*Reading passage*:
Tail Alteration of Horses – Position Statement

March 20, 2013

Position

"The Canadian Veterinary Medical Association (CVMA) is opposed to the surgical alteration of the tail of the horse for cosmetic or competitive purposes. This includes but is not limited to docking, nicking and blocking. These procedures do not contribute to the health of the horse and are used primarily for gain in the show ring (nicking, blocking and docking) or because of historical custom (docking). Surgical alteration of the tail must only be performed when it is deemed medically necessary by a veterinarian (e.g. injury)."

Background 

  1. Horses require their tails for a number of reasons including protection from insects, thermal regulation and behavioral purposes. Amputation may lead to infection, pain, neuroma or phantom pain.
  2. The CVMA opposes surgical alteration of any animal for purely cosmetic reasons (1). Tail docking in horses is the surgical removal of the tail. It is performed almost exclusively in draft breeds (2). One possible rationale for this procedure has been for safety reasons, to prevent the horse’s tail from becoming caught in a working harness. Despite the historical rationale there is no evidence to support the assertion that tail docking is necessary or improves safety or animal welfare (3, 4).
  3. Tail blocking is a procedure that involves chemically altering the nervous supply to the tail, the purpose of which is to create a more desirable effect of a flatter tail in the show ring. Tail nicking involves cutting the horse’s tail tendons to create an artificially higher tail carriage (4-6).

*Records provided*:
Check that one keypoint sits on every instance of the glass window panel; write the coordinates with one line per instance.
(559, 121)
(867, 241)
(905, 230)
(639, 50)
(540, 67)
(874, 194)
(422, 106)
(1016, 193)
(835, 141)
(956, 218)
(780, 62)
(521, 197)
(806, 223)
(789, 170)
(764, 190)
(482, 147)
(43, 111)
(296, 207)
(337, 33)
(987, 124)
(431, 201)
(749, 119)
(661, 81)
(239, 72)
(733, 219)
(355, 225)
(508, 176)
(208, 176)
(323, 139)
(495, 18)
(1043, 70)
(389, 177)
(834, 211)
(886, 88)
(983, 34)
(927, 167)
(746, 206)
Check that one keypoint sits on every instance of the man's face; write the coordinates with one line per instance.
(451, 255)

---

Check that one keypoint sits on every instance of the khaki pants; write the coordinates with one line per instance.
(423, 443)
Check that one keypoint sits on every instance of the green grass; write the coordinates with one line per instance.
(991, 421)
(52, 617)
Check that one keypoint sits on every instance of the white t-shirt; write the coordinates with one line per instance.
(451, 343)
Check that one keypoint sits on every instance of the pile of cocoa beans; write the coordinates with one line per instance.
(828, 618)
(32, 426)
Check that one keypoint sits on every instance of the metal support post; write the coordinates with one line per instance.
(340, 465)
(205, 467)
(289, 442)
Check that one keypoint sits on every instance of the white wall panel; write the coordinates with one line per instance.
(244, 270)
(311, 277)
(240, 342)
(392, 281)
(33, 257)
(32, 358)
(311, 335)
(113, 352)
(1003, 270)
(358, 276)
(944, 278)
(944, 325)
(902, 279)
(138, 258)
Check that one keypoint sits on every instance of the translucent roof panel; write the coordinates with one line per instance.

*Requirement 1*: In the position statement on horse tail alteration above, translate this sentence into Spanish: "Tail docking in horses is the surgical removal of the tail."
*Requirement 2*: Please continue the position statement on horse tail alteration from the end of its third background point.

*Expected output 1*: La amputación de la cola en los caballos es la extirpación quirúrgica de la cola.

*Expected output 2*:
  4. Tail blocking and nicking are veterinary procedures that are disingenuous to the trust that society places in the profession. They use specific skills and knowledge of the veterinary profession for the purpose of misrepresenting the quality of an individual animal.
  5. The CVMA encourages horse owners and veterinarians to realize that long standing customs are not necessarily in the best interests of their animals (docking) and that surgical alteration to enhance prospects of winning in the show ring is unprofessional conduct. 

References 

  1. CVMA Cosmetic Surgery Position Statement. Revised November 2007. Available at http://canadianveterinarians.net/documents/cosmetic-surgery
  2. Nebergall SA. How to perform surgical tail docking in draft horses. Proceeding Amer Assn Equine Pract 1999;45:113-114.
  3. Cregier, Sharon E. Shocking docking: mutilation before education? Equine Vet Sci 1990;4:252-255. 
  4. Lefebvre D, Lips D, Ödberg FO, Giffroy JM. Tail Docking in horses: a review of the issues. Animal 2007;8:1167-1178.
  5. Lowder MQ, Bridges ER, Gutierrez A, Padmore CL. Tail blocking in a quarter horse. Equine Practice 1991;13:17-19.
  6. Colter SB. Tail alterations in show horses. In: Current Therapy in Equine Medicine L. Mills (Ed) 1992 WB Saunders, Philadelphia, pp 579-581.